══ Extrait choisi ══
Clara Porset retourne à Cuba après la révolution en 1959. Le ministre de l'industrie Che Guevarra lui confie la conception du mobilier de l'école Camilo Cienfuegos, la conception du mobilier de l'École nationale d'art, de l'École de danse moderne et de l'École d'arts plastiques de La Havane, construites par l'architecte Ricardo Porro (1961), et le mobilier du rectorat de l'Université de La Havane (1962). Elle réinterprète le design cubain traditionnel, principalement le style colonial du XIXe siècle pour l'adapter aux nouvelles réalités technologiques[3],[1],[7].
L'enseignement
Clara Porset attache beaucoup d'importance à l'enseignement du design qu'elle conçoit comme un moteur du changement social. Après l'échec de son projet de fonder une école de design industriel à Cuba pour répondre aux objectifs de la Révolution en matière de logement, elle fonde une école de design industriel sur le campus de l'Université nationale autonome du Mexique[1]. Elle concilie dès lors sa carrière de designer avec l'enseignement qu'elle poursuit jusqu'à sa mort à Mexico en 1981[1],[6].
La presse
Clara Porset publie également des articles sur le design dans des revues architecturales et artistiques mexicaines telles qu'Arquitectura México et Espacios ou cubains comme Social[3],[2].
═══
## Exercice a
Relevez toutes les revues mentionnées dans l'extrait choisi.
══ Données à traiter ══
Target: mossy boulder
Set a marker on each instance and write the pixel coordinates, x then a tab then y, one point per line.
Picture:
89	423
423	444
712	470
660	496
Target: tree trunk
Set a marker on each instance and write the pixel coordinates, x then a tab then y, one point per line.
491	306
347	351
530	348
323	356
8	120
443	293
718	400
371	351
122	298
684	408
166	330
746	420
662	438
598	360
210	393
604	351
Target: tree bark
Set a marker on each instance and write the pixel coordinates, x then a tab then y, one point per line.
═══
## Exercice b
Recopiez toutes les lignes de la liste ci-dessus sans exception, en déplaçant chaque point de 21 : ajoutez 21 à chacune des coordonnées x et y.

## Réponse a
Arquitectura México, Espacios, Social

## Réponse b
Target: mossy boulder
Set a marker on each instance and write the pixel coordinates, x then a tab then y, one point per line.
Picture:
110	444
444	465
733	491
681	517
Target: tree trunk
Set a marker on each instance and write the pixel coordinates, x then a tab then y, one point per line.
512	327
368	372
551	369
344	377
29	141
464	314
739	421
392	372
143	319
705	429
187	351
767	441
683	459
619	381
231	414
625	372
Target: tree bark
Set a marker on each instance and write the pixel coordinates, x then a tab then y, one point per line.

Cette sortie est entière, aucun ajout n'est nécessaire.